-- EXCERPTED PASSAGE --
§
Centrifuge Components: The IAEA report also does not provide information about the numbers and types of centrifuge rotors and bellows in Iran’s inventory. These components are essential in assessing breakout times, and reinstallation of previously removed advanced centrifuges or installation of new ones can directly affect the one-year breakout time that proponents of the JCPOA maintain it enforces. An accounting of this inventory is also important as a baseline for further monitoring.

Additional Protocol Implementation: The report does not indicate whether the IAEA has conducted complementary access under the Additional Protocol (AP). Access, cooperation, and the ability of inspectors to gain prompt entry are crucial tools in confirming the absence of undeclared nuclear material and activities.

Contextualizing Issues: The IAEA report states, “Iran has continued to permit the Agency to use on-line enrichment monitors and electronic seals which communicate their status within nuclear sites to Agency inspectors, and to facilitate the automated collection of Agency measurement recordings registered by installed measurement devices.” A reading of this paragraph could suggest that monitoring is satisfactory. However, the activities outlined in this paragraph represent only one facet of monitoring objectives. Online enrichment monitors and electronic seals have been part of the IAEA safeguards approach for decades. In Iran’s case, Tehran did not permit the use of such equipment until recently, and still does not allow transmission outside of Iran.

The report also implies that the use of enrichment monitors is an enhanced transparency measure, when in fact, it should be viewed as a routine verification tool. Newly developed online enrichment monitors in Iran are more precise in measuring enrichment levels than the earlier equipment. Nonetheless, it is important to understand that these new instruments indicate only that enrichment of uranium is occurring; they do not tell how much enriched uranium is being produced. The instruments by themselves do not detect, for example, unreported excess production of low and high enriched uranium that is siphoned off before reaching the enrichment monitors – a serious diversion and misuse concern. Unannounced IAEA inspections remain cornerstones of the verification processes, as does the monitoring of the uranium feed, withdrawal stations, and centrifuge cascade areas; environmental sampling; and complementary access.

Implications

Insufficient reporting does no favors for the IAEA or P5+1 international negotiators. For years, Tehran has advocated for less-detailed IAEA safeguards reports, citing concerns ranging from confidentiality matters to IAEA inspection authorities under the comprehensive safeguards agreement. The IAEA has consistently refuted these arguments. Less-detailed reporting, after all, fails to provide the transparency required for the JCPOA’s verification. Over the longer term, this will only hamper efforts to reach a “broader conclusion” that all nuclear material and activities are accounted for and for peaceful use.

In order to instill the international community’s confidence in its full compliance with the JCPOA, Iran will have to stake a starkly different course. If, as it insists, it is in compliance with the deal, then Tehran should favor much more detailed IAEA reports that document that compliance and explain its nuclear aspirations, both in terms of past and future work. It is in the interest of Iran, the P5+1, and the IAEA to demonstrate, with full transparency, that Iran is in full compliance with its Safeguards Agreement with the IAEA and its other international commitments.

Dr. Olli Heinonen is an advisor on science and nonproliferation at the Foundation for Defense of Democracies. He is the former deputy director general of the International Atomic Energy Agency (IAEA) and head of its Department of Safeguards.
§
-- DATASET EXCERPTS --
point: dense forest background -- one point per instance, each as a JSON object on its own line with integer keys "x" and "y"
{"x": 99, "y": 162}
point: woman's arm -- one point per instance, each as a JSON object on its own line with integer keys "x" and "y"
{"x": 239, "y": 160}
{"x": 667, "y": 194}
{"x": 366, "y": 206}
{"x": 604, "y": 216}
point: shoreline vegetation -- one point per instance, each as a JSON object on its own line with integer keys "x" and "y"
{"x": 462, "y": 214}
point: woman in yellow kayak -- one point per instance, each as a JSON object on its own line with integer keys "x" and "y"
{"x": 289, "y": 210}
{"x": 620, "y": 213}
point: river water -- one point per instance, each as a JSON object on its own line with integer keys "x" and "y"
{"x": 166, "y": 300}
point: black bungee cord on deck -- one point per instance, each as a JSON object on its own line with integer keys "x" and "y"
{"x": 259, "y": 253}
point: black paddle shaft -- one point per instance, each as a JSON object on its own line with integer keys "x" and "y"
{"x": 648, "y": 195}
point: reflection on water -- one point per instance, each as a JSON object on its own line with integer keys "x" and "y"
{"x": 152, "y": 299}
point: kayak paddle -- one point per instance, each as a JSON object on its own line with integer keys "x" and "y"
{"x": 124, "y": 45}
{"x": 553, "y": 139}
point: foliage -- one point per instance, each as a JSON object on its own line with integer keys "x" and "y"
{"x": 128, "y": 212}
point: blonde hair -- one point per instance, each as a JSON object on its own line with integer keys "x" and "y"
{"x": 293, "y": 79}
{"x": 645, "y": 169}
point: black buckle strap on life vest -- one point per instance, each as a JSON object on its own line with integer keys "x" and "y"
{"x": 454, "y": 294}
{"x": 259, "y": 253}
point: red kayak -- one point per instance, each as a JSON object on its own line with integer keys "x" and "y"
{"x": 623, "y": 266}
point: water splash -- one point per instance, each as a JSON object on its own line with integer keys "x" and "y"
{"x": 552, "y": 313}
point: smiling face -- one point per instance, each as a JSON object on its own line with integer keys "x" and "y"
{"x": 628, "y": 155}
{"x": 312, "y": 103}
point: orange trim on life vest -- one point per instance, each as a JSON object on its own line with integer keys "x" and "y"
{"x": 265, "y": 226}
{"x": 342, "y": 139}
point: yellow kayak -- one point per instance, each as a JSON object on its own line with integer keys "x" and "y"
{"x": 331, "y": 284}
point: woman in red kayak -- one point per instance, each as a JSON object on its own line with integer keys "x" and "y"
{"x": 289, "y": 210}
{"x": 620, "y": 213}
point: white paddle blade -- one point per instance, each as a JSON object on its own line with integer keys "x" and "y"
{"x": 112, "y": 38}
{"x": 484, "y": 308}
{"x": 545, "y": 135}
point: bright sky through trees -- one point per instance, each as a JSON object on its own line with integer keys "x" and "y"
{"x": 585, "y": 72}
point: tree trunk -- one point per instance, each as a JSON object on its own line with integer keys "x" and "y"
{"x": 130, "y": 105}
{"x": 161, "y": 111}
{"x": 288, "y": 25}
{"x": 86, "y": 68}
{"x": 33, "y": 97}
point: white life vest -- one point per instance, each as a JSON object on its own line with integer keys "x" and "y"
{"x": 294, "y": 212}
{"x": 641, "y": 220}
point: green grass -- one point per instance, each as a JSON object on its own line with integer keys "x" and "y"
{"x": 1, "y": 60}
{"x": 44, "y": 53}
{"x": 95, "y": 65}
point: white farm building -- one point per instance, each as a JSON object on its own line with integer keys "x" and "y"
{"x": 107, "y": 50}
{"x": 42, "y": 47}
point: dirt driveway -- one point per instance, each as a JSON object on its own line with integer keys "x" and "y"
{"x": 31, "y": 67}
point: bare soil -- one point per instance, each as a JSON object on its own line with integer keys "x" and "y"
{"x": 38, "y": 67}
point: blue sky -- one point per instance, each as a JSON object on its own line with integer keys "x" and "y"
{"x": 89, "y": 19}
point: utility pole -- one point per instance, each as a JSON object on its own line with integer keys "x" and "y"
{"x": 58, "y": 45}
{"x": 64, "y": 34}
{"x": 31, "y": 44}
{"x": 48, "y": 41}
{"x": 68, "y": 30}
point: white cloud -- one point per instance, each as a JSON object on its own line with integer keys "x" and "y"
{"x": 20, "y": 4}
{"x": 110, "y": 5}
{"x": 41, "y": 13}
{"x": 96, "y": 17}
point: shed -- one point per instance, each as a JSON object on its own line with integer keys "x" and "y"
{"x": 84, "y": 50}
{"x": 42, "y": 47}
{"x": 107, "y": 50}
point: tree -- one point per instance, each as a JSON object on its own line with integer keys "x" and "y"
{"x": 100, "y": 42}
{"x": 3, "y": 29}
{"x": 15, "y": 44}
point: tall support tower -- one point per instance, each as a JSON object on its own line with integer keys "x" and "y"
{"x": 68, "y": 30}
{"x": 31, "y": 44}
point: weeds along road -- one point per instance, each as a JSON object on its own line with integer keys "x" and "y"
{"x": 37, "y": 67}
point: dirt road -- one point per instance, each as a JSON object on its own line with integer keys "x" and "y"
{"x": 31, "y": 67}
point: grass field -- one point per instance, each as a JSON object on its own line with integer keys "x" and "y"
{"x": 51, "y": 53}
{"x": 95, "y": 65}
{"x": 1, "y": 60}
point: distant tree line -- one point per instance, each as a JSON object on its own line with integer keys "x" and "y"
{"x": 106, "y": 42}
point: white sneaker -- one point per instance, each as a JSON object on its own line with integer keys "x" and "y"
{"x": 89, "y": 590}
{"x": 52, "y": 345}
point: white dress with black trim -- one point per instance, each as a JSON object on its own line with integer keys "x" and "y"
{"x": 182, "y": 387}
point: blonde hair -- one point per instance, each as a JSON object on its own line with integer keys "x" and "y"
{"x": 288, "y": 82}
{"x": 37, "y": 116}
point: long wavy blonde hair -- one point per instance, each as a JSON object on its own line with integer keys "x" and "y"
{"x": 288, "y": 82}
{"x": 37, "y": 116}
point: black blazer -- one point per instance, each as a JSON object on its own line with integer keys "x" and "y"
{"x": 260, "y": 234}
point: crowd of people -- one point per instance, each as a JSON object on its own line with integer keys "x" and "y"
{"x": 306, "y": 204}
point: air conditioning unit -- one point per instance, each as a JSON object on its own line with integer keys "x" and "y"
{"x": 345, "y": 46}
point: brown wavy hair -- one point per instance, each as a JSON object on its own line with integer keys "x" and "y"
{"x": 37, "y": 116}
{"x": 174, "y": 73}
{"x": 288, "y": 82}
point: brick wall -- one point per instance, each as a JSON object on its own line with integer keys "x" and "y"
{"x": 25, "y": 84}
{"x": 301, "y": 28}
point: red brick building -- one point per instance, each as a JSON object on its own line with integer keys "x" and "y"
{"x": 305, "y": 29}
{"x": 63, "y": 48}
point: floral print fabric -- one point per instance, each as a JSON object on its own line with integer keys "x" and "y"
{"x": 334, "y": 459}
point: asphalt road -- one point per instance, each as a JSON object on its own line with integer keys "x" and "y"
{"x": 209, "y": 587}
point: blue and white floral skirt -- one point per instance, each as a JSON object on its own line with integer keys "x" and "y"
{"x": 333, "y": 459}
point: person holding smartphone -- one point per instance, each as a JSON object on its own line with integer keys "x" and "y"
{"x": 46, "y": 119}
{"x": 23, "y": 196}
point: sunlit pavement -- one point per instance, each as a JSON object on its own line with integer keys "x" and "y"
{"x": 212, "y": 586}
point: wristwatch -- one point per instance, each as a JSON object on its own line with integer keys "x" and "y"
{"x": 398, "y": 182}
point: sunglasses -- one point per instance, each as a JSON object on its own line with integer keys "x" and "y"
§
-- TASK PROMPT --
In the passage on the IAEA report about Iran, what do the newly developed online enrichment monitors fail to tell?

-- EXERCISE OUTPUT --
They do not tell how much enriched uranium is being produced.